- _Requirement 1_
Update the forum thread on recumbent workstands by reproducing it from "I've got a SMGT" up to and including "down if needed.", with "two people" replaced by "three people".

- _Provided text_
⁂

# WorkStand for Bent



## davidwalton (2 Feb 2008)

Looking at getting a WorkStand, but none appear to be intended for use with a Bent.

Are there any? and specifically one that will work with a HP StreetMachine?


----------



## mcd (4 Feb 2008)

I've a Tacx workstand that works well with my SMGTe. The clamp holds the bike securely at any angle (horizontal to vertical) and the stand is stable enough to have the bike at any height.


----------



## davidwalton (4 Feb 2008)

Thanks. Have Bookmarked it for next month


----------



## Number14 (5 Feb 2008)

I've got a SMGT and use the Park Tools PRS-15. Takes two people to lift it up but once the bike is there it's pretty secure and can be turned upside down if needed.


----------



## davidwalton (22 Feb 2008)

What about:-

http://www.merlincycles.co.uk/?fn=product&productId=852&categoryId=15
Park PCS10 - Home Mechanic Repair Stand
or
http://www.ukbikestore.co.uk/acatalog/info_park_tools_qkpcs9.html
which is the PCS9

both APPEAR to have the jaws to hold a SMGTe????........

and cheaper


----------



## LeeW (10 Mar 2008)

I have a fairly cheap "union bike tool" stand which works with my bacchetta which has a fairly fat tube.
I have yet to find a stand which will work with the Quest...


----------



## mickle (10 Mar 2008)

We use a timber platform to operate on our Maximus trikes which also holds KMXs quite well, there's no way you'd get one of those buggers in a stand. Our two wheeled recumbents will all fit in any of our workstands but we sometimes use two for stability, just as we do with tandems.


----------

⁂

- _Requirement 2_
From the entries below, copy every line that contains the string "brown". Case counts.

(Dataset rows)
⁂

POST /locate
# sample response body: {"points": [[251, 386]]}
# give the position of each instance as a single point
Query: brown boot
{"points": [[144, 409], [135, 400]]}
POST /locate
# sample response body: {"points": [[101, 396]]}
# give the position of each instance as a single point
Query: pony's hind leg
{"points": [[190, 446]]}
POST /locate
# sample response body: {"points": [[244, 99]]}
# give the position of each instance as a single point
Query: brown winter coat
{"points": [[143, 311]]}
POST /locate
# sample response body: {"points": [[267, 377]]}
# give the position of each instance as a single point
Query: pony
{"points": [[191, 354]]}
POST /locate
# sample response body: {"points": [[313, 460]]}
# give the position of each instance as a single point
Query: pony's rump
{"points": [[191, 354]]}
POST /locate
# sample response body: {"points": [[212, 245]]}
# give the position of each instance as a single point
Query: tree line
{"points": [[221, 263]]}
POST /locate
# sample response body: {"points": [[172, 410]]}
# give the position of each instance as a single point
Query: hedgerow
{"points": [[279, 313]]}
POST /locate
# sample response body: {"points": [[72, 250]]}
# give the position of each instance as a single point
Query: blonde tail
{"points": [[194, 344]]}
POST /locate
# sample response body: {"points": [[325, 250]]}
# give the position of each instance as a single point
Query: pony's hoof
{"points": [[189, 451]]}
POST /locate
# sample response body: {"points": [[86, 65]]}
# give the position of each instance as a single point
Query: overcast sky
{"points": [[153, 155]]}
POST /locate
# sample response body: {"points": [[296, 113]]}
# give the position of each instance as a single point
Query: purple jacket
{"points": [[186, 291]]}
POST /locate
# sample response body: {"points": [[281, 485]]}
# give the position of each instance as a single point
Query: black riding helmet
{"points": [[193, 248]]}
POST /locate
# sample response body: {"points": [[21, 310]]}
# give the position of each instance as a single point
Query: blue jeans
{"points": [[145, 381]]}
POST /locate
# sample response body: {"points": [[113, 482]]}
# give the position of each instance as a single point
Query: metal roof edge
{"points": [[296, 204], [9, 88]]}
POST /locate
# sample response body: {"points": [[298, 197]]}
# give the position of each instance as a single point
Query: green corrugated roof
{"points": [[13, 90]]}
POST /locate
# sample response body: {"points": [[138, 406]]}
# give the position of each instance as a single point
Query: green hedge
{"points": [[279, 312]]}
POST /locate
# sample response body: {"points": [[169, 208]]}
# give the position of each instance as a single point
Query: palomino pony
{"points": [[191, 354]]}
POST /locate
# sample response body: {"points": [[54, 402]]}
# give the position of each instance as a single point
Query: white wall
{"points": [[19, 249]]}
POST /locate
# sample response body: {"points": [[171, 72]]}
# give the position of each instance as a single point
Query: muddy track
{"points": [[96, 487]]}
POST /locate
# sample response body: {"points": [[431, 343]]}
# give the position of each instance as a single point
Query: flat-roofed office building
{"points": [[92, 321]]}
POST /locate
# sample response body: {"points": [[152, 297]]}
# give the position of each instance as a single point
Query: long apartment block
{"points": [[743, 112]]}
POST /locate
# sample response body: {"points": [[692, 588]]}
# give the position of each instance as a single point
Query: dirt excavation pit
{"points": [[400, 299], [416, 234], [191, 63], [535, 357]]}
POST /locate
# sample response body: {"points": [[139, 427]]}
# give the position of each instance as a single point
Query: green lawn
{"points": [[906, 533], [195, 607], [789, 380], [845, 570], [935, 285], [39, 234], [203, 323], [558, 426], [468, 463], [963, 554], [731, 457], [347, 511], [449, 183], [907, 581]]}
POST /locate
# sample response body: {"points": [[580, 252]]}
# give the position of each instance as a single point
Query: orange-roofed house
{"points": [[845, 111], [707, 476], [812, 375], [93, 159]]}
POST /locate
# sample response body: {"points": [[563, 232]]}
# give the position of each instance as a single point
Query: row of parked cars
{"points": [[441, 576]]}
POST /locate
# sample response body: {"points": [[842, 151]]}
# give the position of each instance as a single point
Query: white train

⁂

- _Complete response 1_
I've got a SMGT and use the Park Tools PRS-15. Takes three people to lift it up but once the bike is there it's pretty secure and can be turned upside down if needed.

- _Complete response 2_
Query: brown boot
Query: brown winter coat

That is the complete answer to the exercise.